++++ Passage given ++++

The U.S. Department of Justice has explicit guidelines urging federal prosecutors not to carry out the kind of process that Fernandez Rundle’s office has been operating over the last decade. 

“Plea agreements, deferred prosecution agreements and non-prosecution agreements should not include terms requiring the defendant to pay funds to a charitable, educational, community, or other organization or individual that is not a victim of the criminal activity or is not providing services to redress the harm caused by the defendant's criminal conduct,” read a section of the Federal Rule of Criminal Procedure guidelines that was recently updated.

The guidelines were updated in January 2020 to specify that prosecutors "may not" enter into these kinds of arrangements, except for in cases of environmental crimes. But the previous version laid out the reasoning behind this policy in more clear language.

These kinds of arrangements have sometimes been called “extraordinary restitution,” the Department of Justice noted, but this is a “misnomer.” The difference is that “restitution is intended to restore the victim's losses caused by the criminal conduct, not to provide funds to an unrelated third party.”

“This practice is restricted because it can create actual or perceived conflicts of interest and/or other ethical issues,” read the guidelines.

The Florida Attorney General’s Office has no similar statewide guidelines. No published opinion from the attorney general has touched on the subject, the office told WLRN.

The Denise Moon Memorial Fund was created in 2009 “to systemize what had been an unfocused approach to charitable donations related to cases,” according to the statement from the State Attorney's Office. For its part in reviewing the grant recommendations submitted to The Miami Foundation, the prosecutor’s office said it only does so “to ensure that there is no conflict of interest or other barrier to the recommendation such as an ongoing investigation of client exploitation or theft.”

++++

List the types of agreements that the quoted federal guideline in the passage on prosecutors and charitable payments says should not include terms requiring payments to unrelated organizations or individuals.

++++ Dataset records ++++

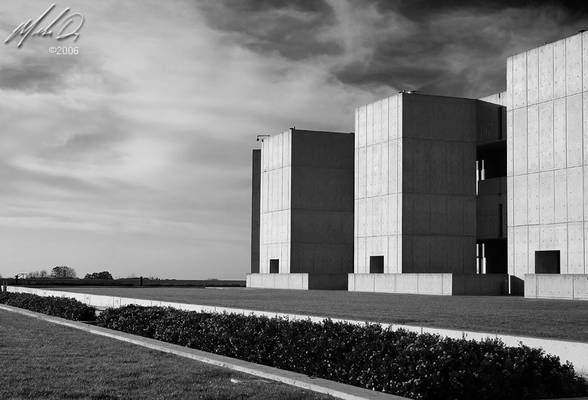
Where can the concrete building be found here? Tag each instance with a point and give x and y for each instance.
(306, 211)
(415, 195)
(466, 196)
(547, 154)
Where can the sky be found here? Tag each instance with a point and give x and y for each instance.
(134, 156)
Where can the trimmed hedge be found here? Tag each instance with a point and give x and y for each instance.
(57, 306)
(400, 362)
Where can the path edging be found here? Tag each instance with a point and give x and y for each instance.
(566, 350)
(318, 385)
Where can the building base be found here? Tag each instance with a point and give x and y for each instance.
(444, 284)
(298, 281)
(556, 286)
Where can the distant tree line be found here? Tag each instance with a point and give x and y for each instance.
(99, 275)
(63, 272)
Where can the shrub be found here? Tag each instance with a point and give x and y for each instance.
(399, 362)
(58, 306)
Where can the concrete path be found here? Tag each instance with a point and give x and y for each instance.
(566, 350)
(335, 389)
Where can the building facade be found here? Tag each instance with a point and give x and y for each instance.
(306, 211)
(547, 171)
(416, 195)
(466, 196)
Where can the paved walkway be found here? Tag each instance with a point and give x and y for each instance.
(318, 385)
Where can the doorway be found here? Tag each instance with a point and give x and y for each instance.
(376, 264)
(274, 266)
(547, 262)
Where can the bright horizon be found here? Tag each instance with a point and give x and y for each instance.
(134, 156)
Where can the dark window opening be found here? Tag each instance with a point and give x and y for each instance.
(547, 262)
(274, 266)
(376, 264)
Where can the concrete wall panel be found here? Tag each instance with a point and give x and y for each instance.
(509, 143)
(385, 134)
(510, 200)
(585, 61)
(533, 139)
(559, 132)
(369, 125)
(520, 200)
(533, 199)
(546, 161)
(521, 256)
(546, 73)
(361, 266)
(519, 80)
(561, 244)
(585, 248)
(560, 196)
(575, 248)
(574, 65)
(574, 130)
(361, 173)
(534, 244)
(508, 100)
(575, 201)
(393, 265)
(533, 76)
(362, 126)
(559, 68)
(520, 141)
(377, 122)
(392, 171)
(585, 176)
(510, 246)
(393, 118)
(554, 287)
(585, 126)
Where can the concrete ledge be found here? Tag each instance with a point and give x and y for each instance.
(556, 286)
(298, 281)
(335, 389)
(566, 350)
(443, 284)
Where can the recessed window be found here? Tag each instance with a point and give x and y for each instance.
(274, 266)
(547, 262)
(376, 264)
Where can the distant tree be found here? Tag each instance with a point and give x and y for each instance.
(98, 275)
(62, 272)
(36, 274)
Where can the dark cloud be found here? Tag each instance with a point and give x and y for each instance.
(291, 29)
(454, 47)
(38, 73)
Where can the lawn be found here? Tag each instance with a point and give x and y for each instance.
(41, 360)
(560, 319)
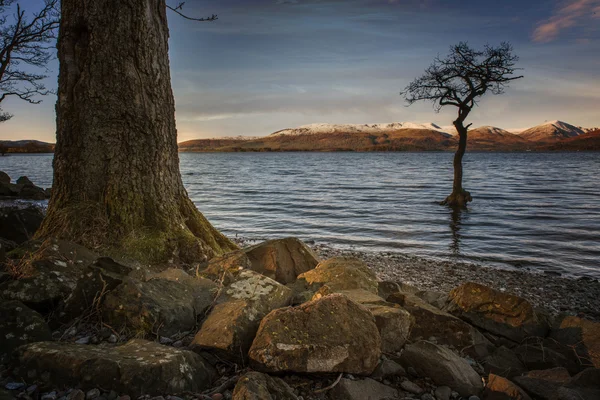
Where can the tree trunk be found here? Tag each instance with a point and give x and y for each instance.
(459, 196)
(117, 184)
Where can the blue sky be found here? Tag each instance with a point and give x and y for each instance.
(267, 65)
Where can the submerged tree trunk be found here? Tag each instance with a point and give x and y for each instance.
(117, 184)
(459, 197)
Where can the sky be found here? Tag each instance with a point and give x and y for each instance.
(267, 65)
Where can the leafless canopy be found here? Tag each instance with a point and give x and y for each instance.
(25, 42)
(464, 76)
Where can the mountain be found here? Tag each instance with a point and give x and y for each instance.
(550, 131)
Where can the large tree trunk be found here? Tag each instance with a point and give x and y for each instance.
(459, 197)
(117, 184)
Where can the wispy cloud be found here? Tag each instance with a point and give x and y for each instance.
(570, 14)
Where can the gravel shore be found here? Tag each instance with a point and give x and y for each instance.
(556, 294)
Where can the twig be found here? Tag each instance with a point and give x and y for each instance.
(330, 386)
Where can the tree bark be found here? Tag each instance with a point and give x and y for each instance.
(117, 184)
(459, 197)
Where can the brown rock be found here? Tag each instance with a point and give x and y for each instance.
(499, 388)
(581, 335)
(232, 324)
(500, 313)
(137, 368)
(442, 366)
(257, 386)
(332, 334)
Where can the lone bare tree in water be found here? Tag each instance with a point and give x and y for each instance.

++++

*Response to the task*.
Plea agreements
Deferred prosecution agreements
Non-prosecution agreements